» **PROVIDED TEXT**
Start of Block

Look inside the first lines in the population informaiton file

In [None]:
head 1000G5pops.pop.info


See the number of individuals for each population from the sample file

In [None]:
# summaries the fist column
cut -f1 1000G5pops.pop.info |  uniq -c

Count the number of lines in the genotype likelihood file

In [None]:
zcat 1000G5pops.inputgl.beagle.gz | wc -l 

In [None]:
import os
os.chdir(os.path.expanduser("~/data_folder"))

from jupyterquiz import display_quiz
display_quiz('pca_pcangsd_quiz.json')

 
 ## Run PCANGSD to perform PCA
 First let's get a list of the options in PCAngsd


In [None]:
pcangsd -h

Run PCANGSD on your genotype likelihood data using 5 CPU threads (will take ~1min)

In [None]:
pcangsd -b 1000G5pops.inputgl.beagle.gz -o PCANGSD1000G -t 5

The program estimates the covariance matrix that can then be used for PCA. Look at the output from the program

 - How many significant PCA was used by PCAngsd (see MAP test in output)?

Plot the results in R

In [None]:
# Read covariance matrix estimated by PCAngsd
C <- as.matrix(read.table("~/current_folder/PCANGSD1000G.cov"))

# Read population labels for each individuals
pop<-read.table("~/current_folder/1000G5pops.pop.info",stringsAsFactors=T)

# Estimate the eigenvectors (principal components) from the covariance matrix
e <- eigen(C)
plot(e$vectors[,c(1,2)],col=pop[,1],xlab="PC1",ylab="PC2")
legend("left",fill=1:5,levels(pop[,1]))


# Estimate the eigenvectors (principal components) from the covariance matrix
e <- eigen(C)
plot(e$vectors[,c(1,3)],col=pop[,1],xlab="PC1",ylab="PC3")
legend("left",fill=1:5,levels(pop[,1]))

Compare with the estimate admixture proportions (a NGSadmix analysis)



In [None]:
source("https://raw.githubusercontent.com/GenisGE/evalAdmix/refs/heads/master/visFuns.R")

par(mfrow=2:1)
## read and plot the output from NGSadmix from the Tuesday's exercises
pop<-read.table("~/current_folder/1000G5pops.pop.info",as.is=T)
q<-read.table("~/current_folder/1000G5popsAdmixK3seed3.qopt")
# sort indiivduals by population and within populaoitn by admixture proportion
ord<-orderInds(pop = pop[,1], q=q) 

#plot
barplot(t(q)[,ord],col=2:10,space=0,border=NA,xlab="Individuals",
        ylab="Admixture proportions",main="K=3")
text(sort(tapply(1:nrow(pop),pop[ord,1],mean)),-0.05,
     unique(pop[ord,1]),xpd=T) # add population labels
abline(v=cumsum(sapply(unique(pop[ord,1]),
                       function(x){sum(pop[ord,1]==x)})),col=1,lwd=1.2)

End of Block

Dataset records:
Start of Block

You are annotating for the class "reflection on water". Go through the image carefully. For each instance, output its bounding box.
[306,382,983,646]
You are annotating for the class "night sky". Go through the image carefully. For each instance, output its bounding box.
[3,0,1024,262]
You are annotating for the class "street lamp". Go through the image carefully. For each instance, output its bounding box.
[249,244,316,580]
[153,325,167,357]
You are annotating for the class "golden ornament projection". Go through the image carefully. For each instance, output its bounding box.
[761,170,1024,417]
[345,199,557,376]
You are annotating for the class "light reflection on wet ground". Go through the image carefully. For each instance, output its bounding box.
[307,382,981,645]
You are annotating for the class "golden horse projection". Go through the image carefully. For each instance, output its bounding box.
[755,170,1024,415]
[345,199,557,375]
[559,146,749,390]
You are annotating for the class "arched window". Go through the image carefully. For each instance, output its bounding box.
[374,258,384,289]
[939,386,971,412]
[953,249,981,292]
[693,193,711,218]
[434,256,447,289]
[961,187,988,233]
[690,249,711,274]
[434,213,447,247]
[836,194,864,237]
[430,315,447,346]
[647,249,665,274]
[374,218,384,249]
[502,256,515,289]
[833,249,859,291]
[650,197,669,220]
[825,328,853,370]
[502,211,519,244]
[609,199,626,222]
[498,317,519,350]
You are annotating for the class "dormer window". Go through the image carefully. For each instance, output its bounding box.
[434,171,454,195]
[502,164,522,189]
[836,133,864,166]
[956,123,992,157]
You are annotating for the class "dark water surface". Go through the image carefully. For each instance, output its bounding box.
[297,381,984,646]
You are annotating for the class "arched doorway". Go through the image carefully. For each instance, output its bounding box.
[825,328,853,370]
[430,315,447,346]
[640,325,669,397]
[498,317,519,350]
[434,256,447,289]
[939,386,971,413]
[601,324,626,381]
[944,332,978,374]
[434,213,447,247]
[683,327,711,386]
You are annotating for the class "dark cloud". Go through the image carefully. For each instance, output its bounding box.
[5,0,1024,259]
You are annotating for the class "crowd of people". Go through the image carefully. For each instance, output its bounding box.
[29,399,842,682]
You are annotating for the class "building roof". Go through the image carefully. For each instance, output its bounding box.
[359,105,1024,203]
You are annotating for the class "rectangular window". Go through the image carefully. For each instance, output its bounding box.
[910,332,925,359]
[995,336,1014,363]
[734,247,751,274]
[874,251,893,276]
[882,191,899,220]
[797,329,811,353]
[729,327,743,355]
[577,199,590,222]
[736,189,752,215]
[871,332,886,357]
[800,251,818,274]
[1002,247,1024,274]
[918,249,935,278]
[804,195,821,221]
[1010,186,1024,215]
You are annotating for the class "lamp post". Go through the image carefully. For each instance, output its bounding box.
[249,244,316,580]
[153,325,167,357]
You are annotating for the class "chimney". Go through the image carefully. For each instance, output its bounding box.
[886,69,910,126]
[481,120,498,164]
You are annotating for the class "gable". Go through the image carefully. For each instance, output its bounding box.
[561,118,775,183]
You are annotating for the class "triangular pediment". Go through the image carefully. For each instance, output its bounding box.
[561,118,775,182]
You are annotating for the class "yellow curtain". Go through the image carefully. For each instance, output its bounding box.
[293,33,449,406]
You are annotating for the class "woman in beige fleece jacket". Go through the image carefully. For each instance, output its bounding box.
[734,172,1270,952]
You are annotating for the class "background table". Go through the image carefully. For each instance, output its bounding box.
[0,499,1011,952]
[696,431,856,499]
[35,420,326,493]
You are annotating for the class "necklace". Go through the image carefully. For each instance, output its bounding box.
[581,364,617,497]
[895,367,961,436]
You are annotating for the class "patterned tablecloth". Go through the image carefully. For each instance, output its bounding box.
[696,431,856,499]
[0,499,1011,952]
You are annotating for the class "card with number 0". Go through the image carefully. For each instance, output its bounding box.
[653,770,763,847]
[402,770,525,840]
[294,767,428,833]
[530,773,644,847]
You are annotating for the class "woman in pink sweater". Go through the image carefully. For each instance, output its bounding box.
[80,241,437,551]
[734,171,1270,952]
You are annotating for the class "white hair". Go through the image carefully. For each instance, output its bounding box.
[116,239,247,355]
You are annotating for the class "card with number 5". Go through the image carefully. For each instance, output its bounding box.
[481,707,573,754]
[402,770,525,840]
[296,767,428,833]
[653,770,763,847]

End of Block

» **TASKS AND EXERCISES**
**a.** Summarize the PCAngsd exercise in two sentences.
**b.** Carry on the PCAngsd exercise from its last line.

» **SET OF ANSWERS**
**a.** The PCAngsd exercise has you inspect the population information file, count the individuals in each population, and count the lines in the genotype likelihood file. It then runs PCAngsd with 5 CPU threads to estimate a covariance matrix, plots principal components from that matrix in R, and compares them with admixture proportions from an NGSadmix analysis.

**b.**
## read for K=4
pop<-read.table("~/current_folder/1000G5pops.pop.info",as.is=T)
q<-read.table("~/current_folder/1000G5popsAdmixK4seed9.qopt")
plot
barplot(t(q)[,ord],col=2:10,space=0,border=NA,xlab="Individuals",
        ylab="Admixture proportions",main="K=4")
text(sort(tapply(1:nrow(pop),pop[ord,1],mean)),-0.05,unique(pop[ord,1]),
     xpd=T) # add population labels
abline(v=cumsum(sapply(unique(pop[ord,1]),
                       function(x){sum(pop[ord,1]==x)})),col=1,lwd=1.2)

 - In the PCA plot can you identify the Mexicans with only European ancestry?
 - What about the African American with East Asian ancestry?
 - Based on the PCA would you have reached the same conclusion as the admixture proportions?

## What if we dont use many iterations in PCAngnd

Try the same analysis but with only one iteration in the algorithm so that the result has not converged. Then we do not fully take the population structure into account when filling in the missing information


In [None]:

pcangsd -b 1000G5pops.inputgl.beagle.gz -o PCANGSD1000G_iter0 -t 5 --iter 1 -e 1

wait for the analysis to finish and then plot the results in R using the code below

In [None]:
# Read covariance matrix estimated by PCAngsd
C <- as.matrix(read.table("~/current_folder/PCANGSD1000G_iter0.cov"))

# Read population labels for each individuals
pop<-read.table("~/current_folder/1000G5pops.pop.info",stringsAsFactors=T)

# Estimate the eigenvectors (Principal components) from the covariance matrix
e <- eigen(C)
plot(e$vectors[,1:2],col=pop[,1],xlab="PC1",ylab="PC2")
legend("top",fill=1:5,levels(pop[,1]))


 - Do you see any difference?
 - Would any of your conclusions change? (compared to the previous PCA plot)

## Converting a PCA into admixture proportions
Let's try to use the PCA to infer admixture proportions based on the first 2 principal components. For the optimization we will use a small penalty on the admixture proportions (alpha). This is a way to convert your PCA into admixture proportions:


In [None]:

pcangsd -b 1000G5pops.inputgl.beagle.gz -o PCANGSD1000G -t 5 --admix --admix-alpha 50 



Plot the results in R



In [None]:
# Read the admixture proportions estimated from the PCA
q<-read.table("~/current_folder/PCANGSD1000G.admix.4.Q")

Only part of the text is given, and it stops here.